_Work to be completed:_ State how many lines of the data below contain the word "white", giving only the number.

______

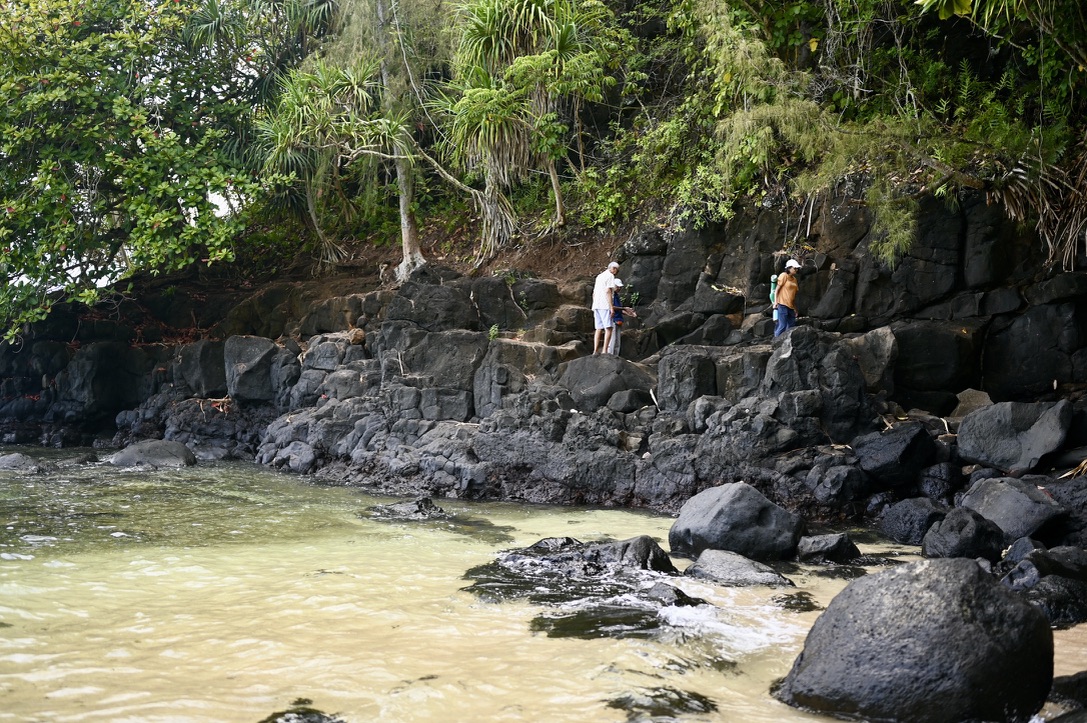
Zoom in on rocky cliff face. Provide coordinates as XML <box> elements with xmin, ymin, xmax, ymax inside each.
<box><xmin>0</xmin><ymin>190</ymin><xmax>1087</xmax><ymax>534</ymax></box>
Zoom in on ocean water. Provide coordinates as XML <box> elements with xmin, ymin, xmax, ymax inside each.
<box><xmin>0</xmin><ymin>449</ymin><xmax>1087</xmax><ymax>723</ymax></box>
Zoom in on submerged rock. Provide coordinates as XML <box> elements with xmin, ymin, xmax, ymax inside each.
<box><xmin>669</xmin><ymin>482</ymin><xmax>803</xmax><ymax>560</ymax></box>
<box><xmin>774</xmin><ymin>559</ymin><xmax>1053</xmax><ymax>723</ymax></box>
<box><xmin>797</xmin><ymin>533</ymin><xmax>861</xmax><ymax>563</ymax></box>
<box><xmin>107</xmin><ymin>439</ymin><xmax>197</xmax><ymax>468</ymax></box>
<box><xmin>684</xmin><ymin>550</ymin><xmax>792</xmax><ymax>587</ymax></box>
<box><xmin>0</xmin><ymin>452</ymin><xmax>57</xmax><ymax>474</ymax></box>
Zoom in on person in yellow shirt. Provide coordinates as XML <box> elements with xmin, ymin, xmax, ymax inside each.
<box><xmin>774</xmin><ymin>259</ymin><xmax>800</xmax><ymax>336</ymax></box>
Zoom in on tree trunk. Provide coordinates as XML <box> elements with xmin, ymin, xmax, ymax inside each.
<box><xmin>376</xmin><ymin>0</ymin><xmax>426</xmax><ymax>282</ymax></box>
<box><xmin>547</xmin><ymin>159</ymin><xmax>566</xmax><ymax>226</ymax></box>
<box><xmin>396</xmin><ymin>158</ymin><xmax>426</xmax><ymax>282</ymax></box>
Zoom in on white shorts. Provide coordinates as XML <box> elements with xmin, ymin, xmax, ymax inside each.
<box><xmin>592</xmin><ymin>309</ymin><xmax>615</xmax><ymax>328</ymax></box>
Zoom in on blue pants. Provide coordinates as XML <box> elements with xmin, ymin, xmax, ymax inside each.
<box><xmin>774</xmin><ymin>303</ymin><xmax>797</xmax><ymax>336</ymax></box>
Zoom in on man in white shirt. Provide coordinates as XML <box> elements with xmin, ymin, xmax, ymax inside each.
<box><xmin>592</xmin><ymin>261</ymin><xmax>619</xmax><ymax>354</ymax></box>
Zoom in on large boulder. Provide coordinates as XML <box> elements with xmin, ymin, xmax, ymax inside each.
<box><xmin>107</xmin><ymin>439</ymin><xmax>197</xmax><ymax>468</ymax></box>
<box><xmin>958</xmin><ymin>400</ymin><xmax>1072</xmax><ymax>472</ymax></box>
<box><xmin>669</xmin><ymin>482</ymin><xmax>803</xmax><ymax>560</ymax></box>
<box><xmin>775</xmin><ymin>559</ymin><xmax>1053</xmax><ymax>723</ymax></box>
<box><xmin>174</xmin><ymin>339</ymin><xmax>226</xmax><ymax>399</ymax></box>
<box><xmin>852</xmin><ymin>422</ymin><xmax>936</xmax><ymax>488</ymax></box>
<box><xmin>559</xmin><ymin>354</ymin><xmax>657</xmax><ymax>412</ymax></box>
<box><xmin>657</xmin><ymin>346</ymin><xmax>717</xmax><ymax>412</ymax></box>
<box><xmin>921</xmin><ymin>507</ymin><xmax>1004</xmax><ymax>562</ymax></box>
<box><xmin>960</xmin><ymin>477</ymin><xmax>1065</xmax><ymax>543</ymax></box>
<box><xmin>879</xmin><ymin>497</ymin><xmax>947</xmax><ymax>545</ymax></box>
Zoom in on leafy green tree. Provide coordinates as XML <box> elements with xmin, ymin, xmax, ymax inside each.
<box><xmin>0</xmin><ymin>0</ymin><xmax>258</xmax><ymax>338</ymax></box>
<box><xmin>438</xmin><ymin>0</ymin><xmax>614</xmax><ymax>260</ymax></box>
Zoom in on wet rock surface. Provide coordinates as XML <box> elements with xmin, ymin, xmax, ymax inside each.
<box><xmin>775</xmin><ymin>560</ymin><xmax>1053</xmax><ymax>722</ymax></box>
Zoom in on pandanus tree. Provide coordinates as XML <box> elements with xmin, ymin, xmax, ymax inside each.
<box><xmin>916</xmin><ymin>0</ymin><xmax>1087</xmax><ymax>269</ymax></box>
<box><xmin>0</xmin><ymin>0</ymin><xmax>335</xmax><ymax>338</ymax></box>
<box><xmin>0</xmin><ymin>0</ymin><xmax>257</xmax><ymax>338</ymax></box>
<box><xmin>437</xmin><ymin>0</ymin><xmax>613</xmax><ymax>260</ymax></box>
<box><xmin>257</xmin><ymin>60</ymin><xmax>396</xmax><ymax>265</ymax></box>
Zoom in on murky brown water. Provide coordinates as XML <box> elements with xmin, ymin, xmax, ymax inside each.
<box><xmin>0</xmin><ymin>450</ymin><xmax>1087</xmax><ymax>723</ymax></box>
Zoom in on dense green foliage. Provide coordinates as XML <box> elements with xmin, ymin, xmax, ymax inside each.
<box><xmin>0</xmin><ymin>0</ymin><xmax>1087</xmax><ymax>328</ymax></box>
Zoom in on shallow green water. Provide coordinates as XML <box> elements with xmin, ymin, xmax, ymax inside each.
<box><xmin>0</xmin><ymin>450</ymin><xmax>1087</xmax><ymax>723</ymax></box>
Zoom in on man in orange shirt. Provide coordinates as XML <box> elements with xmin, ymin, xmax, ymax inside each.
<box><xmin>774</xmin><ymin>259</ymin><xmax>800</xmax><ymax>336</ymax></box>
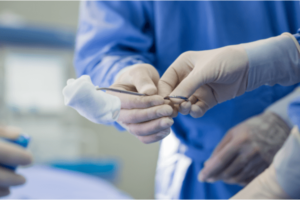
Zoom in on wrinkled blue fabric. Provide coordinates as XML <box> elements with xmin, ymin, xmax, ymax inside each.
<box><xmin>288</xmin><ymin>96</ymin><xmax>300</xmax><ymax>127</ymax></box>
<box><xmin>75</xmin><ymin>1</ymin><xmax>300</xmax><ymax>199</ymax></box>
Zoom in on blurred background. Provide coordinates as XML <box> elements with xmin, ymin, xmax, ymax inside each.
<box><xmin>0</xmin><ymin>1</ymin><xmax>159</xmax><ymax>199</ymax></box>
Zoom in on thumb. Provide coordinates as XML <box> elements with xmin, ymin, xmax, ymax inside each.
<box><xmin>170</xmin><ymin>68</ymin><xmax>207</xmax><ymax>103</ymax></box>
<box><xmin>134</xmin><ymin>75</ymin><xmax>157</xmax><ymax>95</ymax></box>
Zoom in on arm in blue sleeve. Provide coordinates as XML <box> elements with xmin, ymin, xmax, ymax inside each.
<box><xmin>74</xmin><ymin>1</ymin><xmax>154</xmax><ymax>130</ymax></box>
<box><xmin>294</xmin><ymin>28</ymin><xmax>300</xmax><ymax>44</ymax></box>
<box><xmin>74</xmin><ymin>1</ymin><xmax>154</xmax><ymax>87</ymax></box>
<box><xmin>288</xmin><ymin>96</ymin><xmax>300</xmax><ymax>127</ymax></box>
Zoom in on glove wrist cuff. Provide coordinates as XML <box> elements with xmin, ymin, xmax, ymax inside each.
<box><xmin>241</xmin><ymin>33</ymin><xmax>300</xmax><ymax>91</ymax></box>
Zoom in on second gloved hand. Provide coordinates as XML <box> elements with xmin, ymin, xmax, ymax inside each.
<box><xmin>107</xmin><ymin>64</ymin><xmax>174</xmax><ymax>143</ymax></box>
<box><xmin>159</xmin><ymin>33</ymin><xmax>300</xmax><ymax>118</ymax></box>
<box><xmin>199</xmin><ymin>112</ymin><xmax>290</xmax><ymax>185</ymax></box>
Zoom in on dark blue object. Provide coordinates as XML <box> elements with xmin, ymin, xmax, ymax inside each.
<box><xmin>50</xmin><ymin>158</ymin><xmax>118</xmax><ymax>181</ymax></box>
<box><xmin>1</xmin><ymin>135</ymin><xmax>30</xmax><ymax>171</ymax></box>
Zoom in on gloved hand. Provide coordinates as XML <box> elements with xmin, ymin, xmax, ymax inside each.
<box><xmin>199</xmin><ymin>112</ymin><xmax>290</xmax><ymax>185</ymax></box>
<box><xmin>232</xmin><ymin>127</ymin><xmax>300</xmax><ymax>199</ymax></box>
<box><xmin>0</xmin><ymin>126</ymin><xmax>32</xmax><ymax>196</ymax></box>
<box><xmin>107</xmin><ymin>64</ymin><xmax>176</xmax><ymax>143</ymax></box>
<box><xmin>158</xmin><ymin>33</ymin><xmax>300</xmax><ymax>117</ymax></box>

______

_Result of this exercise:_ 2